■ INPUT DATA
------
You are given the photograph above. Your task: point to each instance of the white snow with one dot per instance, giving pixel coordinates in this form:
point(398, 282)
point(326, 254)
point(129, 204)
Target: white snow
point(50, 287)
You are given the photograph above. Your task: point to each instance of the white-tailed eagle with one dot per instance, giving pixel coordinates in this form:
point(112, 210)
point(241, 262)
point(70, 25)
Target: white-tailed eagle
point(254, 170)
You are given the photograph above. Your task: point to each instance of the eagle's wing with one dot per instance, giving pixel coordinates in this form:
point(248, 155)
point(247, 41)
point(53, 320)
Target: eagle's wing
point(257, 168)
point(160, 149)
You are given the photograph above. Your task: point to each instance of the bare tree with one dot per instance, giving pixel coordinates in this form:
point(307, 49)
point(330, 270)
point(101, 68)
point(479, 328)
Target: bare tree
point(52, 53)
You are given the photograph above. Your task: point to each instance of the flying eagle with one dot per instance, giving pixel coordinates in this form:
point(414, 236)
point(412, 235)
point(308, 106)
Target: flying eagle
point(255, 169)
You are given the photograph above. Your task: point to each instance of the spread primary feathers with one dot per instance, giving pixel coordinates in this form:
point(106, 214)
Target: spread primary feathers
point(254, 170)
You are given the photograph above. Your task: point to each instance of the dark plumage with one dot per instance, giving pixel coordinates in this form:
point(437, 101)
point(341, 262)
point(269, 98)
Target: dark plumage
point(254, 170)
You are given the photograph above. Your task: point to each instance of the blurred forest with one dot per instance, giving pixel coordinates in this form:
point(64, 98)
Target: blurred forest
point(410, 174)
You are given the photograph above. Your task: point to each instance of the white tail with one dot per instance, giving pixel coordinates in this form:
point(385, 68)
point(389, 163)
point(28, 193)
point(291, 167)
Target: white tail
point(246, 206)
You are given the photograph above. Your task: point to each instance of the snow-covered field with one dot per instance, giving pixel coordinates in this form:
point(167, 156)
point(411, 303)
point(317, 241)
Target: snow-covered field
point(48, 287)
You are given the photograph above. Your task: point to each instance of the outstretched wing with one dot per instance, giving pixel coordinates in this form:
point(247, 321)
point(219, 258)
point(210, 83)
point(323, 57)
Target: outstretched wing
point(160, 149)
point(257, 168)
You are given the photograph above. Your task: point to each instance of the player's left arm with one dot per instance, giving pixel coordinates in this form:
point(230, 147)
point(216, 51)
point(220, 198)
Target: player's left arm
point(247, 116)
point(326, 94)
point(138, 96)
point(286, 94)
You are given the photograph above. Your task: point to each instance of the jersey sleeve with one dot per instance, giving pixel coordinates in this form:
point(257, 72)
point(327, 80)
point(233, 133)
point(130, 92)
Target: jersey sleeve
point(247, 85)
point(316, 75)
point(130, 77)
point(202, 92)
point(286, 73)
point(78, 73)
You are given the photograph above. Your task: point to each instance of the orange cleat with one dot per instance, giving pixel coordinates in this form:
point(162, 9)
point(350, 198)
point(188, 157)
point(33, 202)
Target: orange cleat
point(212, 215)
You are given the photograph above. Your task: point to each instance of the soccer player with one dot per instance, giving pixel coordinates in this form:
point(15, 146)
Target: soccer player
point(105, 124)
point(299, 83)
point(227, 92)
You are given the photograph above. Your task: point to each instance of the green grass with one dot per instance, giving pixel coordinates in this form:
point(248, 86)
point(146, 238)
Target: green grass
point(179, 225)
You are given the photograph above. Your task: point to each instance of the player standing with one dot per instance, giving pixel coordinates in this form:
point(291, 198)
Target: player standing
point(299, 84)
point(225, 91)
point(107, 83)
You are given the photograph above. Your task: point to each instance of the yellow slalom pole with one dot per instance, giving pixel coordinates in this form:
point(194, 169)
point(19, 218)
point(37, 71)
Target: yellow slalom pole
------
■ INSTRUCTIONS TO FOLLOW
Wherever a line in the entries holds "pole", copy that line.

■ RESPONSE AREA
You are given the photograph above. Your task: point to each instance of the yellow slalom pole with one dot per instance, giving pixel coordinates in this form:
Target: yellow slalom pole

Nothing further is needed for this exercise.